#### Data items
== Segment start ==
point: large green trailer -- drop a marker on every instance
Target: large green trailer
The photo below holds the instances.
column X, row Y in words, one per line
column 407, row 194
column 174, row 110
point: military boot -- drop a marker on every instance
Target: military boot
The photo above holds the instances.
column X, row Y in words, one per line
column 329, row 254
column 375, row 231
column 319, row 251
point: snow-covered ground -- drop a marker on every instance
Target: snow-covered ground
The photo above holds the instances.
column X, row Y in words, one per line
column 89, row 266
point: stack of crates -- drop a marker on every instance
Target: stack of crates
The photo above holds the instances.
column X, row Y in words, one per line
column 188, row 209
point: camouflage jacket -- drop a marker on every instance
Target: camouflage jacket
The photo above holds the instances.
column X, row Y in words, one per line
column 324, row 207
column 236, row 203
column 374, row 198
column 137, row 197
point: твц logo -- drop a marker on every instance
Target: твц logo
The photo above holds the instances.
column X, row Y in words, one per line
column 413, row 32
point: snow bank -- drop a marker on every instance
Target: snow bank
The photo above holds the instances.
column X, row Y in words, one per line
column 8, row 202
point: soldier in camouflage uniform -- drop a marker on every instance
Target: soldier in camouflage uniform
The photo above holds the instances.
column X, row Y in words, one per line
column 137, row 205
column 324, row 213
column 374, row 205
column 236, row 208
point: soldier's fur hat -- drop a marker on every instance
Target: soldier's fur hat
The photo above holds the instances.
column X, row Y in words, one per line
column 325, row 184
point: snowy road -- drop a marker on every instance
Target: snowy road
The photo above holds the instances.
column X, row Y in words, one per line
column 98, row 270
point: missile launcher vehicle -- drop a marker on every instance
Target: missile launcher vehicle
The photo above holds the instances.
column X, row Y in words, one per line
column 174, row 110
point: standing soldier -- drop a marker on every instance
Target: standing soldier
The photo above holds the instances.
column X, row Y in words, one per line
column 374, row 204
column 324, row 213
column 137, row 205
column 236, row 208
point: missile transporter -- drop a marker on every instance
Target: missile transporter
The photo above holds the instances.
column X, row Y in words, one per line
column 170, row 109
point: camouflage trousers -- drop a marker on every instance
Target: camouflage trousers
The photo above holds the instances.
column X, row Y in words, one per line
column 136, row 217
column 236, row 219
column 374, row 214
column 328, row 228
== Segment end ==
== Segment start ==
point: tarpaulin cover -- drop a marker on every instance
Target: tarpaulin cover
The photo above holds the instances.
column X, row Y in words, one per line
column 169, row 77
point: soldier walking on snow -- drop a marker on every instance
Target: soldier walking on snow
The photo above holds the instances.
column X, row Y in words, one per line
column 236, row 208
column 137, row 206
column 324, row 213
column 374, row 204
== Segment end ==
#### What the exercise asks
Only the lines above starting with the one with "point: large green" and going through the one with "Target: snow bank" are to be copied, word for word and with both ends kept.

#### Task response
point: large green trailer -- drop a marker on every instance
Target: large green trailer
The photo below holds the instances.
column X, row Y in words, one per line
column 407, row 194
column 174, row 110
point: military boot -- drop a marker on every instance
Target: military boot
The photo above holds the instances.
column X, row Y in words, one per line
column 329, row 254
column 375, row 231
column 319, row 251
point: snow-covered ground -- drop a marker on every instance
Target: snow-covered ground
The photo above holds the instances.
column X, row Y in words, one per line
column 89, row 266
point: stack of crates -- drop a marker on every instance
Target: stack of crates
The photo above holds the instances.
column X, row Y in words, one per line
column 188, row 209
point: camouflage jacket -- drop a marker on every instance
Target: camouflage jacket
The photo above holds the instances.
column X, row Y in words, one per line
column 324, row 207
column 236, row 203
column 374, row 198
column 137, row 197
point: твц logo -- drop a marker on every instance
Target: твц logo
The photo above holds the instances.
column X, row Y in words, one per line
column 413, row 32
point: snow bank -- drop a marker on every instance
Target: snow bank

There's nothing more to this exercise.